Agriculture Beyond Stomach Infrastructure

By Iyke Ozemena

At first encounter with the expression “stomach infrastructure” in the dailies one could not grasp the extent of its use so one's appetite to read columns with that expression became doused. Admitted as a colloquial yet I thought it could only come from unsophisticated mind of some motor park economists whose philosophy is, for obvious reasons, built around their daily stomach needs without minding about the future. If the expression was coined with more accepted phrases that have been with us for a long time like “food security”, “food politics” etc., no eye brow would have been raised, but alas the philosophy of “stomach infrastructure” is what Mr President transformed into agricultural revolution.

As an individual who have over the years invested in the pursuit and research of ideas for success and excellence, each time I read opinions regularly expressed by enlightened commentators I tend to subscribe to those ideas that the moral strength of leaders and their philosophical direction should not only reflect on the masses but actually influence them. If that strike you as a fact then the level of indiscipline today therefore due partially to negative democratic culture imbibed from past, and present leaders.

──────

• [EXERCISE AIM] Could you reproduce the piece on stomach infrastructure word for word, from "Agriculture Beyond Stomach" to "into agricultural revolution."?

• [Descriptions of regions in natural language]
──────

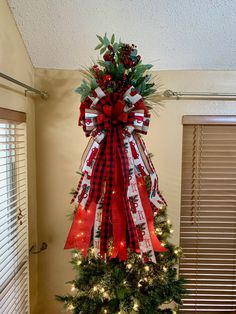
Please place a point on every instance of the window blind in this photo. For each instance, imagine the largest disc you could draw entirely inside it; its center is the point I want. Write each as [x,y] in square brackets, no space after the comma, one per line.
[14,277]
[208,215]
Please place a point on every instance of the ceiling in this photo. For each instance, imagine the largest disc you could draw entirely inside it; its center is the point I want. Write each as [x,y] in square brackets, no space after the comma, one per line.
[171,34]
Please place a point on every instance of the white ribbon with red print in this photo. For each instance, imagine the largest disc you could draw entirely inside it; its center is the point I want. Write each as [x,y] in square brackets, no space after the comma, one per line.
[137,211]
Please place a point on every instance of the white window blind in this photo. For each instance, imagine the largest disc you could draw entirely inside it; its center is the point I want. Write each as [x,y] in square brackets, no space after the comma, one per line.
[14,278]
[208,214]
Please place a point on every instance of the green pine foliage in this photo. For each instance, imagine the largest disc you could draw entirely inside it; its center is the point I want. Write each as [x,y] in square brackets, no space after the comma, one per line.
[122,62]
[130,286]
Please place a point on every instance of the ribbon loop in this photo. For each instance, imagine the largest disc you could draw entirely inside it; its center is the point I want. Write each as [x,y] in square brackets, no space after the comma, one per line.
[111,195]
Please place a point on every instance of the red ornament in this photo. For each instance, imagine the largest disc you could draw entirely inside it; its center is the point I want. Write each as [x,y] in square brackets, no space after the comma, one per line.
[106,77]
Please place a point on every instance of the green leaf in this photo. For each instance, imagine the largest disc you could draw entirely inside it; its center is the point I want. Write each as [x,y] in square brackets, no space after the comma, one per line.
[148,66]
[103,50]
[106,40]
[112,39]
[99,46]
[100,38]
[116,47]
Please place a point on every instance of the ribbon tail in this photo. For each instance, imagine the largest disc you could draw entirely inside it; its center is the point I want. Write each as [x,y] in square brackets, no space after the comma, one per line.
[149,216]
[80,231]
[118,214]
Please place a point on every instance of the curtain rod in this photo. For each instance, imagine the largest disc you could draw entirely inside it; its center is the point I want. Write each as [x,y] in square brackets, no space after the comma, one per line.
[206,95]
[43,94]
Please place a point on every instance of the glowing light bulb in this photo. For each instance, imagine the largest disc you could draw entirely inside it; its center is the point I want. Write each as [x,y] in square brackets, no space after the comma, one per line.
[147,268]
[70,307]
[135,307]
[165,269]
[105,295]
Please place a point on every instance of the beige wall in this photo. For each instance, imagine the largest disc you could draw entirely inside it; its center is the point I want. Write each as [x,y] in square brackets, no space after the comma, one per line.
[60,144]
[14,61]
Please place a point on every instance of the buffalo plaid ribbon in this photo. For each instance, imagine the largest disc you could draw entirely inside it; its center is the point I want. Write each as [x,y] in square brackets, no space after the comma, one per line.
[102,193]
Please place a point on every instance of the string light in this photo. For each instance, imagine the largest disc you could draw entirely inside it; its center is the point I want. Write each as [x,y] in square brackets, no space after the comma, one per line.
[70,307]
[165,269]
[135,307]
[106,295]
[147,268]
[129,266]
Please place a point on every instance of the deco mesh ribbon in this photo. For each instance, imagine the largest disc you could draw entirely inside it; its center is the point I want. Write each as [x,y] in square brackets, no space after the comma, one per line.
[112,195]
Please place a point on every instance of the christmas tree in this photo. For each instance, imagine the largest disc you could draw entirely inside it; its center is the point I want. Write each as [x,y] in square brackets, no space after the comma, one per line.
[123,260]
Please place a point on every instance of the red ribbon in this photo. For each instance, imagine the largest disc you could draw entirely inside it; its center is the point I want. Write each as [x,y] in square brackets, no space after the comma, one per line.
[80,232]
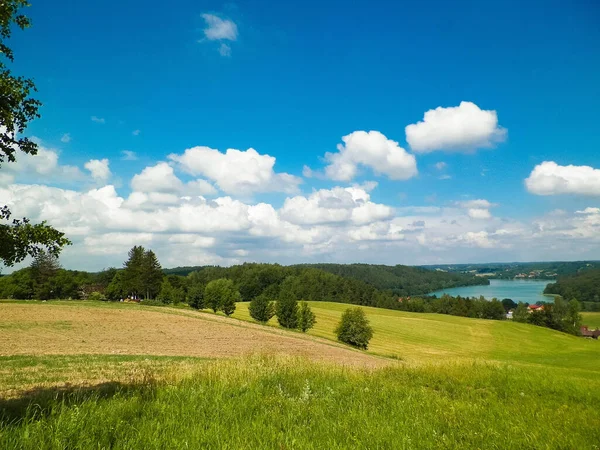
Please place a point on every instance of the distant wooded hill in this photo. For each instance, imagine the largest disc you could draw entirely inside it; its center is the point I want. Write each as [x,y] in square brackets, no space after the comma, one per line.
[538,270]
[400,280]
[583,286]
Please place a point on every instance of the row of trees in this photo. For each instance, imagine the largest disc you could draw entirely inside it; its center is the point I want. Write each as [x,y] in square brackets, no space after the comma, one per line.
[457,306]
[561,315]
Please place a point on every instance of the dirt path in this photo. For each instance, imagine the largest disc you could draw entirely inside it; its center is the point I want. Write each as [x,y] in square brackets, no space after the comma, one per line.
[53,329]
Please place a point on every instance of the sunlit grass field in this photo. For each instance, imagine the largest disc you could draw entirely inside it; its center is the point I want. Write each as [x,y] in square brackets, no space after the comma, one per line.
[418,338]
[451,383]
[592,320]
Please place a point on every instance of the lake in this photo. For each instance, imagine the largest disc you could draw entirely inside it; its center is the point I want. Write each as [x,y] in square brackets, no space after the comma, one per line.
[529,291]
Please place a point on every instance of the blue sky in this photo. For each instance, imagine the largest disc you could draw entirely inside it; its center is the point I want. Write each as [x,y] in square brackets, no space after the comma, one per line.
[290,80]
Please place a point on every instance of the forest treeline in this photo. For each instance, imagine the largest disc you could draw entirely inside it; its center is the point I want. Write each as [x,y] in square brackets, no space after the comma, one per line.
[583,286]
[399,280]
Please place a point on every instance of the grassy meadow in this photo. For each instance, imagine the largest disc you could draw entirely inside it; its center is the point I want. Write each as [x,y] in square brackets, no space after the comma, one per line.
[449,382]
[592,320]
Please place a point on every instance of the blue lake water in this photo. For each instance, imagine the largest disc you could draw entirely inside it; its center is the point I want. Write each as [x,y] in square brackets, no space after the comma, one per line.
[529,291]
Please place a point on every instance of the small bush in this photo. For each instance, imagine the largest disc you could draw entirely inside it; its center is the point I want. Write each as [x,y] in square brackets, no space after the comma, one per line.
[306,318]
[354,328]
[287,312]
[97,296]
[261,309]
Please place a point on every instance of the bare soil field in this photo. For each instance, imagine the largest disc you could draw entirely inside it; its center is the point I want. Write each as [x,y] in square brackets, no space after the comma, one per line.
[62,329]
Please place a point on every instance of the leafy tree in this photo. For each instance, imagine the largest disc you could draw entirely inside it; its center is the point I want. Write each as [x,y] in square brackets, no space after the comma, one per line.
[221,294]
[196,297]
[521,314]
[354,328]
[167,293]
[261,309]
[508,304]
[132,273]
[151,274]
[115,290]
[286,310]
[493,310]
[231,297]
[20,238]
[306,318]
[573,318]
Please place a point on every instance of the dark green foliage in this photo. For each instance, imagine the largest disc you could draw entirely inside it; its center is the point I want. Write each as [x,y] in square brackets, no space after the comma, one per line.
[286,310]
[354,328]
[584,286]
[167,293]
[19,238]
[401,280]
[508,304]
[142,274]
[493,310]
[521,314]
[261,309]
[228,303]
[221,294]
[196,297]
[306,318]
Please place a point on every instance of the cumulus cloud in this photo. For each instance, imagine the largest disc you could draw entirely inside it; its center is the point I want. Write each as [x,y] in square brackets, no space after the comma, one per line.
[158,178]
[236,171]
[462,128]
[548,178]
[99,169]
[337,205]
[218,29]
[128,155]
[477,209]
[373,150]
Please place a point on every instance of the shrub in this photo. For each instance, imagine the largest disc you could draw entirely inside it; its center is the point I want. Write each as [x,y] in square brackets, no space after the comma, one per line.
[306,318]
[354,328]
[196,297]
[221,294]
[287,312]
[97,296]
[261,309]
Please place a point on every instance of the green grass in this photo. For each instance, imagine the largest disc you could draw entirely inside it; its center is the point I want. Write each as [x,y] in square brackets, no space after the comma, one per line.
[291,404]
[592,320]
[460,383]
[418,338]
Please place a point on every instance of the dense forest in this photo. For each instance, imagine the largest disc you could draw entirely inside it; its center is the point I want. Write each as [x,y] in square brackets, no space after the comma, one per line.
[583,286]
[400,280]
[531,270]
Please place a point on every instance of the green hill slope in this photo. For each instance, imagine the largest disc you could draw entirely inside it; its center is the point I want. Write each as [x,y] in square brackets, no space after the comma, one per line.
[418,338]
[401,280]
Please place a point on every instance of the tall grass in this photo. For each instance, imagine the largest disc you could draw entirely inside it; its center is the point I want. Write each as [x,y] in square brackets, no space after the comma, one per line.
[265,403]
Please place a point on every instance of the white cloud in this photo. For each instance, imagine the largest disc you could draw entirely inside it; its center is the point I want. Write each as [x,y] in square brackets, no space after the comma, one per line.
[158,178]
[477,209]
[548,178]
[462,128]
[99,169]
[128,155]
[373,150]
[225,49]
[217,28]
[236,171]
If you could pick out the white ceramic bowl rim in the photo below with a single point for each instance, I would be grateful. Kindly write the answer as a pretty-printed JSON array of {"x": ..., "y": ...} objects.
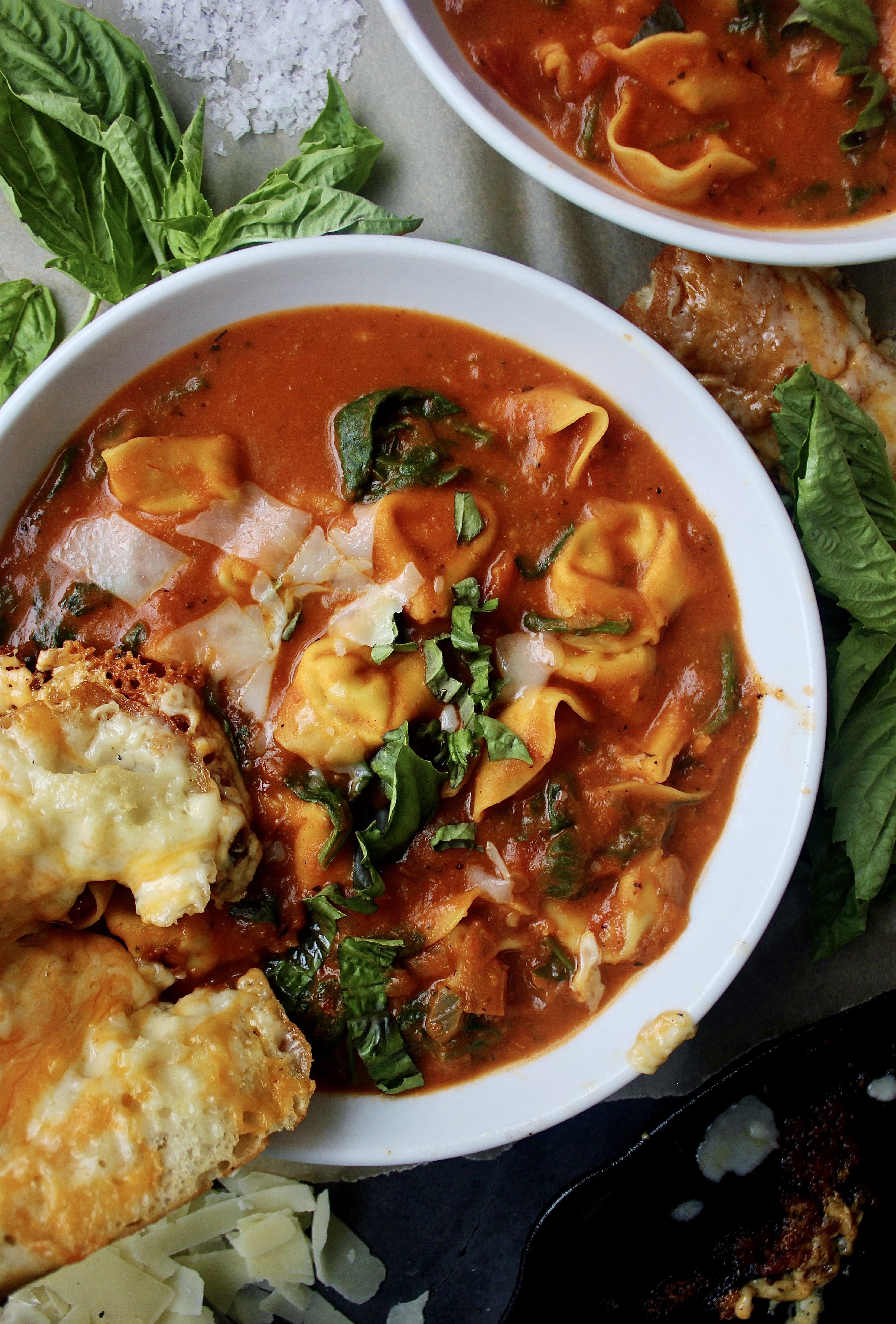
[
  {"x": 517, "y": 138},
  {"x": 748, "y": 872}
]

──────

• [WRITTEN ANSWER]
Agriculture Beyond Stomach Infrastructure

By Iyke Ozemena

At first encounter with the expression “stomach infrastructure” in the dailies one could not grasp the extent of its use so one's appetite to read columns with that expression became doused. Admitted as a colloquial yet I thought it could only come from unsophisticated mind of some motor park economists whose philosophy is, for obvious reasons, built around their daily stomach needs without minding about the future. If the expression was coined with more accepted phrases that have been with us for a long time like “food security”, “food politics” etc., no eye brow would have been raised, but alas the philosophy of “stomach infrastructure” is what Mr President transformed into agricultural revolution.